The exercise: In the listing below, begin at the line that contains "Question. Indicate one point on each instance of the green fiber" and stop after the line that contains "[(148, 182), (166, 155), (44, 202), (102, 203)]". Write out every line in that range again in full, and shift each coordinate by adding 37 to both of its numbers.

:::::

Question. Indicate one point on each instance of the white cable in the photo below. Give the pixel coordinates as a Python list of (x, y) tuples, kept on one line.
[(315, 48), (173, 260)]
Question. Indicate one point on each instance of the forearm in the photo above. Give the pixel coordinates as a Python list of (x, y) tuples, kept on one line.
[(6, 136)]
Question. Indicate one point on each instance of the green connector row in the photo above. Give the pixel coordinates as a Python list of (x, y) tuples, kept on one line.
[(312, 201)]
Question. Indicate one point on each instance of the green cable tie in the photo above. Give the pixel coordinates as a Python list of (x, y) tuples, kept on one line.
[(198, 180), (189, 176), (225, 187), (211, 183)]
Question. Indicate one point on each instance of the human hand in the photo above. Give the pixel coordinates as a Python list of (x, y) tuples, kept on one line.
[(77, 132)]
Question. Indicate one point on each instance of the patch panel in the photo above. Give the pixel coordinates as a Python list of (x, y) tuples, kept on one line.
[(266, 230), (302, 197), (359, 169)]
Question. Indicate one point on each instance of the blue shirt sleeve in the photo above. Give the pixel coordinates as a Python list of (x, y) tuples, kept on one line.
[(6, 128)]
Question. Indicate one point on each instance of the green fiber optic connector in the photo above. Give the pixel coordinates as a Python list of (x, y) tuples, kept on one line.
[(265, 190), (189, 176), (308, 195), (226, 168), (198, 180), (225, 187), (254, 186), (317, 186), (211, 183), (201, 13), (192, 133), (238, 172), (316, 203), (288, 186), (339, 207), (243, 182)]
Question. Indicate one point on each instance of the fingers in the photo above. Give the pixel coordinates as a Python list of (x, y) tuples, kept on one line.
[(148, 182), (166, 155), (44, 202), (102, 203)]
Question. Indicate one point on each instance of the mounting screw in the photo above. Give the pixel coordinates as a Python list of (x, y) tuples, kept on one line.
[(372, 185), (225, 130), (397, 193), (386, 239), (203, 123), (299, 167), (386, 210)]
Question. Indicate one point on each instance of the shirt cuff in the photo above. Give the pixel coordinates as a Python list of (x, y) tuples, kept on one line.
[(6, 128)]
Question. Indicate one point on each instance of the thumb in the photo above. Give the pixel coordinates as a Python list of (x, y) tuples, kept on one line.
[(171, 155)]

:::::

Final answer:
Question. Indicate one point on each instance of the green fiber optic connector in the photo above. Give the pixel coordinates as a Python list of (x, y) tuples, kept on one line.
[(302, 227), (226, 213), (345, 232), (263, 205), (235, 217), (262, 224), (291, 223), (354, 223), (248, 220), (238, 50), (229, 170), (275, 209), (353, 240), (325, 223), (376, 244), (280, 219)]
Question. Indicate one point on each instance of the fingers in the photo above. Give the pixel coordinates as a Python list of (x, y) tuples, kept on one line.
[(185, 219), (203, 192), (81, 239), (139, 240)]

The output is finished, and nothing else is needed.